Objective 1 >> Copy out the rows word for word, from the start of the rows through the line that contains "[[1008, 309]]", including both ends.

The broodiness is something that im struggling to cope with and im not sure how to deal with it, my doctor is completely useless and tells me to put up with it until i have a baby, i cant really avoid babies (even thou ive tried) as all my friends are either pregnant or got newborns and as a photographer i have to do shoots of bumps and babies, which is slowly getting harder.
Am just scared that im pushing my OH away because he isnt ready and i feel selfish that i want to start trying the middle of next year, he's said he may or may not feel ready by then. I dont think anyone is 100% completely ready, are they? my minds very  at the moment lol! Sorry for the rant lol *


----------



## Sun_Flower

Tiger Eyes - I was in totally the same boat as you - I'm nearly 25, and am SO broody it's insane. Everyone around me seems to be a mum or be pregnant, I work with children so I see new babies every day, but my OH was TOTALLY set on not trying for at least another year because he wants a decent job before we try. Luckily for me, his sister had a baby and he fell in love with it and decided he's definitely ready for a baby earlier than he had thought. The way we rationalised it though is that, it takes on average about 6 months to get pregnant, and then obviously you've got the 9 months of pregnancy. Which makes over a year before you'd have a baby around anyway! Why not put it to your OH that way - even if you got pregnant right away, you'd still have another year of just you two (which is what he wants) but you'd be actively moving towards having a baby (which is what you want!) xx


----------



## odd_socks

*i will certainly give that a try thank you  fingers crossed it works  *


----------



## jexter

I know what you mean! I'm sort of in the same boat myself! But - I'm male! haha
Good advice sun flower :)


----------



## lillmoo

MummyK. said:


> lillmoo: why not try telling hubby what having a baby with the love of your life means to him, that it is the most amzing feeling in the world a part of two people to create something so precious. sometimes you have to give them a little encouragment as i think men are more scared of some things than us tough gals! :)
> Chin up hun! :)

we did that talk quite soon after i posted that post, and we've brought the date forward by four months, which makes me very happy!!


----------



## odd_socks

jexter said:


> I know what you mean! I'm sort of in the same boat myself! But - I'm male! haha
> Good advice sun flower :)


*nice to see a male feel the same  

im real happy hes brought the wait forward for you chick, mine is slightly more stubborn and wont change his mind anytime soon  his best mate is thrilled to know hes having a baby girl in 4 months time, i'd hoped seeing him so happy might have sparked him into thinking he might also love the idea but nope *


----------

Data shown >>
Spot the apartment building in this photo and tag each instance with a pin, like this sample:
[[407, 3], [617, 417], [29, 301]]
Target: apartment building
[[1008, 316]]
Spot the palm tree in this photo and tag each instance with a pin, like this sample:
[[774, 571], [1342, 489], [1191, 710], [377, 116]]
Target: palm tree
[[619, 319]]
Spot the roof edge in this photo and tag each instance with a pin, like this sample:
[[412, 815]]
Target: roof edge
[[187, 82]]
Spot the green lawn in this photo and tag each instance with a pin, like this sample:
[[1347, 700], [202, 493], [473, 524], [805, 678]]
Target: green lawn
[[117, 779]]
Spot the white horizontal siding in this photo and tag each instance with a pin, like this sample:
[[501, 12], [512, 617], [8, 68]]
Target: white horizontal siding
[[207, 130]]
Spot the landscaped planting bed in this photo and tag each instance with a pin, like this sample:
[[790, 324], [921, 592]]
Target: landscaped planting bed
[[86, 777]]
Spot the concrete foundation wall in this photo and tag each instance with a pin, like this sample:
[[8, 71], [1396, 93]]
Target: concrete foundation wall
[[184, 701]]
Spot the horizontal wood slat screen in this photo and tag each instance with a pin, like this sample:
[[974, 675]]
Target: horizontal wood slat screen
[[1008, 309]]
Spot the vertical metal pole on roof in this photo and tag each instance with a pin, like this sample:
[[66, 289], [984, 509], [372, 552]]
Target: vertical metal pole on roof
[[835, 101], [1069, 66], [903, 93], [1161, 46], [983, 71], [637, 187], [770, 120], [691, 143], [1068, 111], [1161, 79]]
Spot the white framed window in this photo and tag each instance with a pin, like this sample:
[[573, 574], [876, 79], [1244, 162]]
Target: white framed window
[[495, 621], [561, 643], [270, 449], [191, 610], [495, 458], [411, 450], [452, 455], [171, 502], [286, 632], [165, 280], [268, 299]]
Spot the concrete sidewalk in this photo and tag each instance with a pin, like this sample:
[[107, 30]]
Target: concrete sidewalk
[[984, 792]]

Objective 2 >> Decide whether each statement agrees with the forum thread, answering yes or no and quoting the deciding words: (a) Sun_Flower's partner became ready for a baby sooner after his sister had one; (b) lillmoo and her husband brought their date forward by six months; (c) odd_socks expects her partner to change his mind soon.

Complete output 1 >>
Spot the apartment building in this photo and tag each instance with a pin, like this sample:
[[407, 3], [617, 417], [29, 301]]
Target: apartment building
[[1008, 316]]
Spot the palm tree in this photo and tag each instance with a pin, like this sample:
[[774, 571], [1342, 489], [1191, 710], [377, 116]]
Target: palm tree
[[619, 319]]
Spot the roof edge in this photo and tag each instance with a pin, like this sample:
[[412, 815]]
Target: roof edge
[[187, 82]]
Spot the green lawn in this photo and tag each instance with a pin, like this sample:
[[1347, 700], [202, 493], [473, 524], [805, 678]]
Target: green lawn
[[117, 779]]
Spot the white horizontal siding in this photo and tag each instance with a pin, like this sample:
[[501, 12], [512, 617], [8, 68]]
Target: white horizontal siding
[[207, 130]]
Spot the landscaped planting bed in this photo and tag each instance with a pin, like this sample:
[[790, 324], [921, 592]]
Target: landscaped planting bed
[[86, 777]]
Spot the concrete foundation wall in this photo and tag each instance with a pin, like this sample:
[[8, 71], [1396, 93]]
Target: concrete foundation wall
[[184, 701]]
Spot the horizontal wood slat screen in this photo and tag each instance with a pin, like this sample:
[[974, 675]]
Target: horizontal wood slat screen
[[1008, 309]]

Complete output 2 >>
(a) Yes: "his sister had a baby and he fell in love with it and decided he's definitely ready for a baby earlier than he had thought"
(b) No: "we've brought the date forward by four months"
(c) No: "mine is slightly more stubborn and wont change his mind anytime soon"